As soon as the line containing "Exercise. Spot the peeling" appears, copy it and every following line word for word until the records end.

__________________________________________________

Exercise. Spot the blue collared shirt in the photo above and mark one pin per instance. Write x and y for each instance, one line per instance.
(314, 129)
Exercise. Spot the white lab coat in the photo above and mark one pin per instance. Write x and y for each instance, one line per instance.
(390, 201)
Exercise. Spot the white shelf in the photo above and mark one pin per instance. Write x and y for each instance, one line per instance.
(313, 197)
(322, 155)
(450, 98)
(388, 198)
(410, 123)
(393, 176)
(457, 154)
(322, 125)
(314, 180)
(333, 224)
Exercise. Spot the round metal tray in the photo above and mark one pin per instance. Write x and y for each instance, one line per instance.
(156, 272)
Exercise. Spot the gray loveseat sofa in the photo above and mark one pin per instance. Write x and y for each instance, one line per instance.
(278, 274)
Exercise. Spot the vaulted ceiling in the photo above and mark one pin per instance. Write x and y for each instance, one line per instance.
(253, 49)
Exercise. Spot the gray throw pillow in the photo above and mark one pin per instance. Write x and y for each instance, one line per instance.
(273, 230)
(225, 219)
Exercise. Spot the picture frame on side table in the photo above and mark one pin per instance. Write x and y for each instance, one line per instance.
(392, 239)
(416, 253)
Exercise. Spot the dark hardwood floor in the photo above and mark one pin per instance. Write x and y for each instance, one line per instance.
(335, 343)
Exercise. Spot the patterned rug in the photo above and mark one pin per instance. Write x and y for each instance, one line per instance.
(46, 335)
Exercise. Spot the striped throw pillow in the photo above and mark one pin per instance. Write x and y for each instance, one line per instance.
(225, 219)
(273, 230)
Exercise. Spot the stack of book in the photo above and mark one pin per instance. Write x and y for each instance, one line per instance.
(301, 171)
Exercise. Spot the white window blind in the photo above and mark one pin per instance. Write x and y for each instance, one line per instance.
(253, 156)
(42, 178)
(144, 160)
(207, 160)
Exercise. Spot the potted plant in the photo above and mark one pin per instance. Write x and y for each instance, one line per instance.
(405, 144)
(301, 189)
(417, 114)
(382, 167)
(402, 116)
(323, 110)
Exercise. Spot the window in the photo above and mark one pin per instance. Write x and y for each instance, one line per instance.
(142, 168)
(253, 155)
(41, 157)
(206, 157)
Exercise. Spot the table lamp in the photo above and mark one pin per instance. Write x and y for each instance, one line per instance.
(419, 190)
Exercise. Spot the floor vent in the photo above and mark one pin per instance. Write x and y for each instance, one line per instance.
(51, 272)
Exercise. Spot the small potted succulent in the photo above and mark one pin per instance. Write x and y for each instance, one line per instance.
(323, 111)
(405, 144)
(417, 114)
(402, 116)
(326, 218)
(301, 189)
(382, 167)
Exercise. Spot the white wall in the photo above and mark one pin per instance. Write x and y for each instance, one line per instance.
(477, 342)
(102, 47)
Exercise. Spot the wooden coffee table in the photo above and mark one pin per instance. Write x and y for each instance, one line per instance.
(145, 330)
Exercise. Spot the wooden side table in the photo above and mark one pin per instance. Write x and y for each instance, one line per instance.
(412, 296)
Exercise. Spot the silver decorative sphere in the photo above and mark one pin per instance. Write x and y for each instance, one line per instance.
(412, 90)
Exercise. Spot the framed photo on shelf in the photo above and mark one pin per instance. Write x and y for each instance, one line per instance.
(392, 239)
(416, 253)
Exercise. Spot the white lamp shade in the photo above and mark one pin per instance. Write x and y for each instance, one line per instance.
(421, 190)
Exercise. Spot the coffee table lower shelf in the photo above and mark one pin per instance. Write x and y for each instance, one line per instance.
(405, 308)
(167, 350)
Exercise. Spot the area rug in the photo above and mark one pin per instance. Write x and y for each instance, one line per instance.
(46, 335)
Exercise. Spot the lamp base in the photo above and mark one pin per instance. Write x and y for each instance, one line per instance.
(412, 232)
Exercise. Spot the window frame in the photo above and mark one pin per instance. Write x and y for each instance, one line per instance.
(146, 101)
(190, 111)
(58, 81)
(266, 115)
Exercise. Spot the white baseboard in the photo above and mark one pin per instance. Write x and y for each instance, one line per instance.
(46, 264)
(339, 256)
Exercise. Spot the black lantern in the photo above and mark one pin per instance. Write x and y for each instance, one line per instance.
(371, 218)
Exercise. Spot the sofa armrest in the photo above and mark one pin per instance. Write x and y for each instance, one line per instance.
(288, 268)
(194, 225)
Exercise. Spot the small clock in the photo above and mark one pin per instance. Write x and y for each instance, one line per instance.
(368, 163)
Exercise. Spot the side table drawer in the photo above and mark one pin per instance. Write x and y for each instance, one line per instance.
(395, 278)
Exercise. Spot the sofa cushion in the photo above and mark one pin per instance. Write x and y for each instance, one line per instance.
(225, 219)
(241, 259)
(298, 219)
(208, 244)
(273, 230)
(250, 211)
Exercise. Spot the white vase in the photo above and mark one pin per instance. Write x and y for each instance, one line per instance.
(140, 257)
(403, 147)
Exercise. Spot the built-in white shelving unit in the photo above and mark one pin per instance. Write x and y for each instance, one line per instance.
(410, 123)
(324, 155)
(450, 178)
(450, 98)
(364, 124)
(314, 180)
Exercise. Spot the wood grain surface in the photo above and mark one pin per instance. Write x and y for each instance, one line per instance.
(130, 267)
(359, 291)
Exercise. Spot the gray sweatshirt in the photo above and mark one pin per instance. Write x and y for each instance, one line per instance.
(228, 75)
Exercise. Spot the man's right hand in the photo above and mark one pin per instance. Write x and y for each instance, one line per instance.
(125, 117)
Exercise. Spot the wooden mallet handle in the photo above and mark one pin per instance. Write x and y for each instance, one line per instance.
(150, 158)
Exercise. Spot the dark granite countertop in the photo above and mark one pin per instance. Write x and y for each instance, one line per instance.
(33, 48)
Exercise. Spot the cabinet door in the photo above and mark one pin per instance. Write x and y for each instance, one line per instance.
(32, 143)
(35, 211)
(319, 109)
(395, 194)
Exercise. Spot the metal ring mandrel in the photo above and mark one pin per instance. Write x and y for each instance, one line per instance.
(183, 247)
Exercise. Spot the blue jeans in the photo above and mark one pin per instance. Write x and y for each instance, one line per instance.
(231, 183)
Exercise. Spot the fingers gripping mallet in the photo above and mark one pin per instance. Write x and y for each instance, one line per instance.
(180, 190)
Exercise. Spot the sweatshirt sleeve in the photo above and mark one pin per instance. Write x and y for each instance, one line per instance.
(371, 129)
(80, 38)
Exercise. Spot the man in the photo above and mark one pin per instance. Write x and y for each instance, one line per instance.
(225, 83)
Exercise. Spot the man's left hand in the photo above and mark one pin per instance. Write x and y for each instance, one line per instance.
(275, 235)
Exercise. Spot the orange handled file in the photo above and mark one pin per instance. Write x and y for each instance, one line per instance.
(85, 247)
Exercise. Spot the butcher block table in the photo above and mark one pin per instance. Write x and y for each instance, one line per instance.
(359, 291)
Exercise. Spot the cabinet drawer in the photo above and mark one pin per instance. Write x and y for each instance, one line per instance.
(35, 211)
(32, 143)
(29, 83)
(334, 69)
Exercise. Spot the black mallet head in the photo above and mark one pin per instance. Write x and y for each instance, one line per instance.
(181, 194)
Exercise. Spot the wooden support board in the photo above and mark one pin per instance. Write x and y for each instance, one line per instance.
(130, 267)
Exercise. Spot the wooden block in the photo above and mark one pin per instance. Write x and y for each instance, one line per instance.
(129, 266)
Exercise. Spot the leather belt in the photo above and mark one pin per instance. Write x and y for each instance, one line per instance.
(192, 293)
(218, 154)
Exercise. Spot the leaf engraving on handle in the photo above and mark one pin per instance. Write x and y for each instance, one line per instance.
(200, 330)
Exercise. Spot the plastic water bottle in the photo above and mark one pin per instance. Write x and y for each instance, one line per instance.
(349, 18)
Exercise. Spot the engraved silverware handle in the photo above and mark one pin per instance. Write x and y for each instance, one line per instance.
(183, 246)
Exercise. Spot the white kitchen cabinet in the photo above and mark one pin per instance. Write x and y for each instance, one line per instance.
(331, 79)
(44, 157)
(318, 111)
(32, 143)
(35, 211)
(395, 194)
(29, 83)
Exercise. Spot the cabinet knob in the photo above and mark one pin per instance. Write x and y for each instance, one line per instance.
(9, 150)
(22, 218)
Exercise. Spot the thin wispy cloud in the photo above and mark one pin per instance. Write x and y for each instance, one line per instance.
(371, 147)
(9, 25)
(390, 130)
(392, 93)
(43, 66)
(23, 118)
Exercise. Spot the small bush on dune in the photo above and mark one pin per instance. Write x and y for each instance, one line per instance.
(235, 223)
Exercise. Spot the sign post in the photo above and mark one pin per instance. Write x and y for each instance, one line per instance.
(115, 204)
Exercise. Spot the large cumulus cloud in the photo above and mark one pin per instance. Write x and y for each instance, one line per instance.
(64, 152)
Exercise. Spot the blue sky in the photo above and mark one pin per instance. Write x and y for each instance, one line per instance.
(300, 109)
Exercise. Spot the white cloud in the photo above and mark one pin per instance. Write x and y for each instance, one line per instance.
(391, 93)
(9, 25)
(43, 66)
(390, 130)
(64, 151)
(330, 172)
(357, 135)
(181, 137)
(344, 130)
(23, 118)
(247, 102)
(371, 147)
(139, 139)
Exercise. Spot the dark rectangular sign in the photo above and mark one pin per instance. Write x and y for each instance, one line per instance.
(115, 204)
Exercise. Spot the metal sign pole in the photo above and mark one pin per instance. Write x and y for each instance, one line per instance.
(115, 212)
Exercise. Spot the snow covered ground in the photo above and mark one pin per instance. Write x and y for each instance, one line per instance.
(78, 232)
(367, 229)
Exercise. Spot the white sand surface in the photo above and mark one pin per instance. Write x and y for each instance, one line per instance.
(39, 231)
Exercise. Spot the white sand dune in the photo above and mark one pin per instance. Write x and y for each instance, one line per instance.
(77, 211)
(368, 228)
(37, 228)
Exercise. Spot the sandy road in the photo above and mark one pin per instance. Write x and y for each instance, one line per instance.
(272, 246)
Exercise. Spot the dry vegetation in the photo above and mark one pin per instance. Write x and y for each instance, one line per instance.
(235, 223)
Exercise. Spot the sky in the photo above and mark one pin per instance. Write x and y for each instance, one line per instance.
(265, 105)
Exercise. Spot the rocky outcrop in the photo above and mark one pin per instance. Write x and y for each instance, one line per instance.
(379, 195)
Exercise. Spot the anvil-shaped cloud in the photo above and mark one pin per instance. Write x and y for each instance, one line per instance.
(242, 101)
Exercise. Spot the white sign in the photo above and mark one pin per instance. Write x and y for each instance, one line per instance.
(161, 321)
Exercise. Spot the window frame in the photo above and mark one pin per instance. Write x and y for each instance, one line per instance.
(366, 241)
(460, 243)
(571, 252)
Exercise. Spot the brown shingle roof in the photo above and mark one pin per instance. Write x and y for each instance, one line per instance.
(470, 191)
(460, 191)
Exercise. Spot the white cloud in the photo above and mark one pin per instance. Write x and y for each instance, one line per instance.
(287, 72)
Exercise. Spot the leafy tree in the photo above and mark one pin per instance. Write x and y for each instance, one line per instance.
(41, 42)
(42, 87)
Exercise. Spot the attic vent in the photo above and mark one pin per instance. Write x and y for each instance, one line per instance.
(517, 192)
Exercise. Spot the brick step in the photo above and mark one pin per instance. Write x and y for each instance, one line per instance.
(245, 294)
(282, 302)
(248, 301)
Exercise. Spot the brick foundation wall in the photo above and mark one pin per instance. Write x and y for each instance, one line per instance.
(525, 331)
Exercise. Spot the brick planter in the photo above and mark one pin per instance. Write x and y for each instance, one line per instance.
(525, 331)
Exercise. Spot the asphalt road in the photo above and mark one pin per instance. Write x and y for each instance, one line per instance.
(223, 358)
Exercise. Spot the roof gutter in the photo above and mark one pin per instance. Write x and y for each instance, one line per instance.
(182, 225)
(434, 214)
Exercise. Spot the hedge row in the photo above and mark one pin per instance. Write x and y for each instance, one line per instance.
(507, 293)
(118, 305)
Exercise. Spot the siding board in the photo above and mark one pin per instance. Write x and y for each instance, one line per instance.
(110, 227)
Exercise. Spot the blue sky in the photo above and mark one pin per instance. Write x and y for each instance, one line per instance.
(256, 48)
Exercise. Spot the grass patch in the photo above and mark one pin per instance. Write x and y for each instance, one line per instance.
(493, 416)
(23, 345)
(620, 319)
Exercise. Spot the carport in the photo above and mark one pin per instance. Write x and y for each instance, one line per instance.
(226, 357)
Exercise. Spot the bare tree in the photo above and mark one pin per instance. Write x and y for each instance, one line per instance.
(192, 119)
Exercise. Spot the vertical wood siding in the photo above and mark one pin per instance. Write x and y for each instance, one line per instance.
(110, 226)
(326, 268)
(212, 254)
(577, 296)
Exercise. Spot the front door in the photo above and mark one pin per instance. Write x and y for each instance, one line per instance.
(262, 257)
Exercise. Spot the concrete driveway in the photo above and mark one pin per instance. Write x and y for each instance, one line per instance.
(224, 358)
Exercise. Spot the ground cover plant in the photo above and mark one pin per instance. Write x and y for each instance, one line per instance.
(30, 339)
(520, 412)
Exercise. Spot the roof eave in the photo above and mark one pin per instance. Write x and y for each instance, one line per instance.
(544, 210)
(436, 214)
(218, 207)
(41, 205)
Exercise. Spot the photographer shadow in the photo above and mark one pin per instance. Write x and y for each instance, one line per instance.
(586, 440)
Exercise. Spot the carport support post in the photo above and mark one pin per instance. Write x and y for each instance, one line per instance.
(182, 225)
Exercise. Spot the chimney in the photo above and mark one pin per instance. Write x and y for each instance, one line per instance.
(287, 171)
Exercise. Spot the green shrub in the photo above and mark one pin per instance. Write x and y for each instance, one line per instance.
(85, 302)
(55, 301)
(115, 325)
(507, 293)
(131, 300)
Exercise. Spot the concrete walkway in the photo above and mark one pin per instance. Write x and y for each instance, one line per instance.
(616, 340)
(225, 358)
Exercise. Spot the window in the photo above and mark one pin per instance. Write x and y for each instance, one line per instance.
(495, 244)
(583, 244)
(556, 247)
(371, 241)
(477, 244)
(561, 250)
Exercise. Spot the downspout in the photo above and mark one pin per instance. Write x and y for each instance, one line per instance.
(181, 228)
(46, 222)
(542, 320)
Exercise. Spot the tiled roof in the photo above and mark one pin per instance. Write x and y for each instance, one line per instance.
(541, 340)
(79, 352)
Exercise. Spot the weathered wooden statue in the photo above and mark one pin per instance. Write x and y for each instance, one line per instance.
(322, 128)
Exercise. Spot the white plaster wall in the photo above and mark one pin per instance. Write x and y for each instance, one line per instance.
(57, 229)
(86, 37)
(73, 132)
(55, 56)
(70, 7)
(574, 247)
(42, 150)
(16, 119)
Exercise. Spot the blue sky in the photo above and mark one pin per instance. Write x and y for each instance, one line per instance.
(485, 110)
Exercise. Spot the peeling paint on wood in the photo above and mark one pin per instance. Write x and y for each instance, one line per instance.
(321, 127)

__________________________________________________

◆ **TASK OUTPUT**
Exercise. Spot the peeling paint on wood in the photo above and mark one pin per instance. Write x and y for each instance, one line per instance.
(321, 127)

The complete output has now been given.